*Text provided*.
※
LIPSHUTZ: read out from a letter he claimed he had received from an OAM individual (Mr. Goldhammer) which included rhetorical questions about famous Jewish individuals such as Einstein, ‘or is it because they produce doctors, lawyers’ architects and musicians and ‘how do they draw attention to themselves?’ Some of them ‘wear skullcaps’ so they can be identified, like ‘buddhists or for that matter Muslims’. Maybe ‘in your mind they draw attention to themselves because you can’t figure out’ how such a small percentage of jewish people contribute so much to society. They don’t draw attention to themselves ‘but it is you Cr Lobo and people like you’. Lobo should ‘hang’ his ‘head in shame just like the perpetrators of violence’ who place blame on the people. Maybe Lobo ‘falls into that category’ of saying that ‘women who get raped’ bring it on upon themselves? ‘Shame on you’ for your ‘bigotry’. (end of letter). Lipshutz then said he had read a book on the ‘capture of the commandant of Auschwitz’ and this reminded him of Hannah Arendt’s comment ‘the banality of evil’ and ‘you can’t find anyone more banal that Cr Lobo’. Said that Lobo had received the letter and been ‘given every opportunity’ to say ‘I didn’t understand what I said’ or ‘I’m sorry for what I said’. ‘I didn’t mean what I said’ and ‘I apologise’. Claimed that other councillors had also asked him to ‘please say that’. Lobo refused – ‘he won’t say it, he refuses to say it and he won’t turn up’. ‘That is frankly disgusting’. Said that there is ‘no place for bigotry in this council’. Said that if he said that women were to blame for being raped ‘I would be pilloried’ and the same if he said that ‘victims bring it upon themselves’. Lobo ‘has said that about the Jewish community’ and that is ‘reprehensible’ and he should be ‘condemned in the loudest’ manner possible.

Lobo felt so strongly about being a councillor that when he was elected he had ‘a number plate Cr Lobo’. ‘well let his name ring loud and clear in the Australian, The Age’ etc. ‘This man is a bigot’ and Lobo is the ‘one man’ in the council ‘who is racist’. Started speaking about Lobo standing for Mayor and ‘every time’ he didn’t get elected and would say’ you didn’t vote for me because of the colour of my skin’. Said that councillors don’t vote against ‘someone because of their gender’ or their religion. Councillors vote for mayors or deputy mayors ‘because of the person who they are’. Lobo has ‘for some reason a problem about the Jewish community’. ‘Well, I have a problem about him’. Lipshutz said he will continue to have a problem with Lobo until the latter can stand up and say ‘I was wrong’.

ESAKOFF: agreed with Okotel and Lipshutz and thought it was ‘vital’ that Lobo’s comments be ‘condemned’. Said that it ‘concerns me’ that Lobo hasn’t ‘apologised’ and that he is the victim of racism. Claimed that there is an ‘expectation’ that elected people behave with ‘decorum’ and in a ‘respectful and dignified manner.’ Hoped that this was true and that she is ‘saddened’ that the standards may not be fulfilled.
※
*Provided data*.
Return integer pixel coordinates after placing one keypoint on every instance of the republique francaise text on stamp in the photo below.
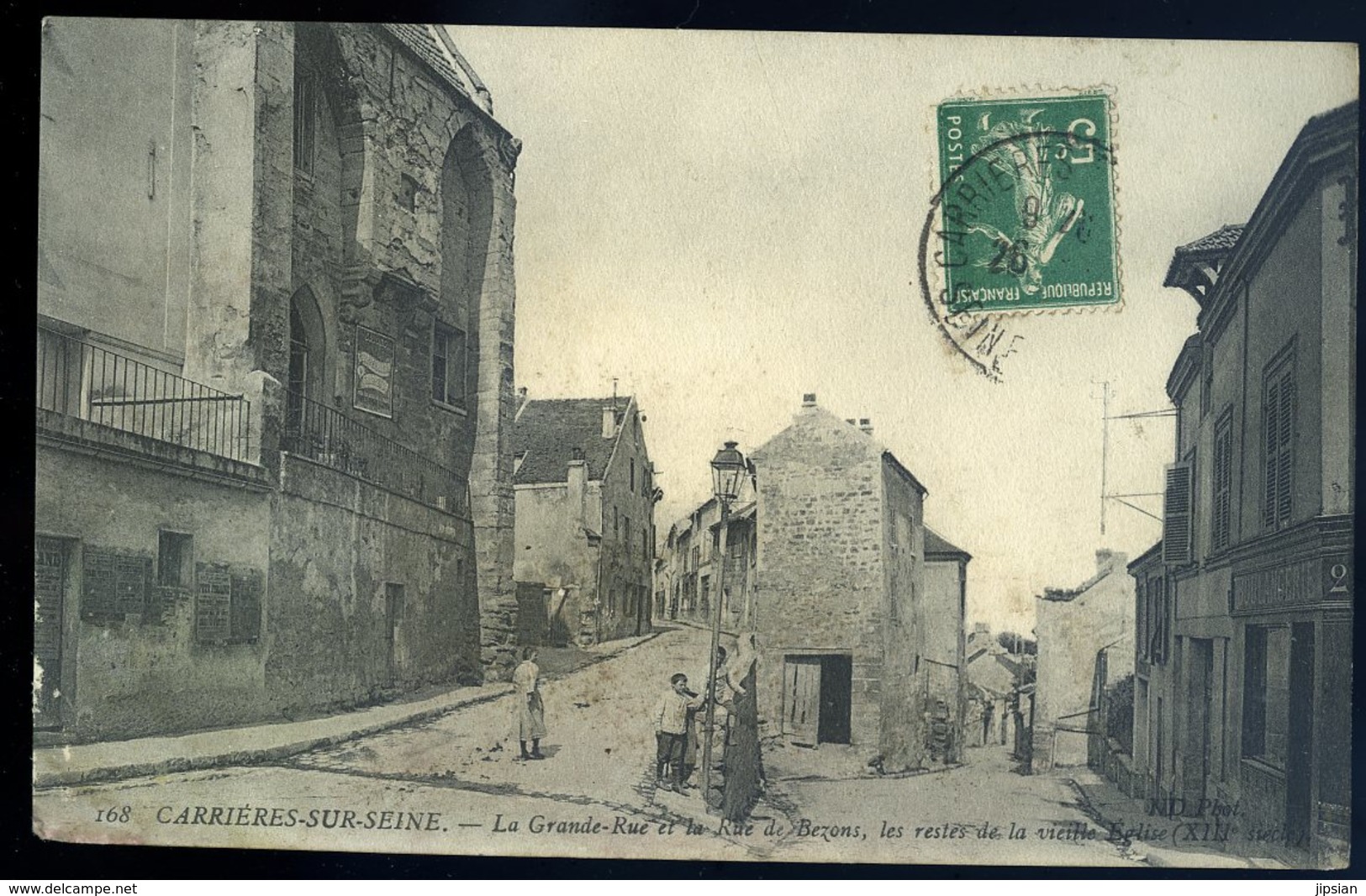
(1027, 207)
※
Using the text on the council discussion of Lobo, answer the following:
(a) What did Lobo have put on a number plate when he was elected?
(b) Whose comment did the book on the capture of the commandant of Auschwitz bring to Lipshutz's mind, and what was that comment?
(c) According to Esakoff, in what manner are elected people expected to behave?

*Answer to the exercise*.
(a) "Cr Lobo"
(b) Hannah Arendt's comment, "the banality of evil"
(c) With decorum, and in a respectful and dignified manner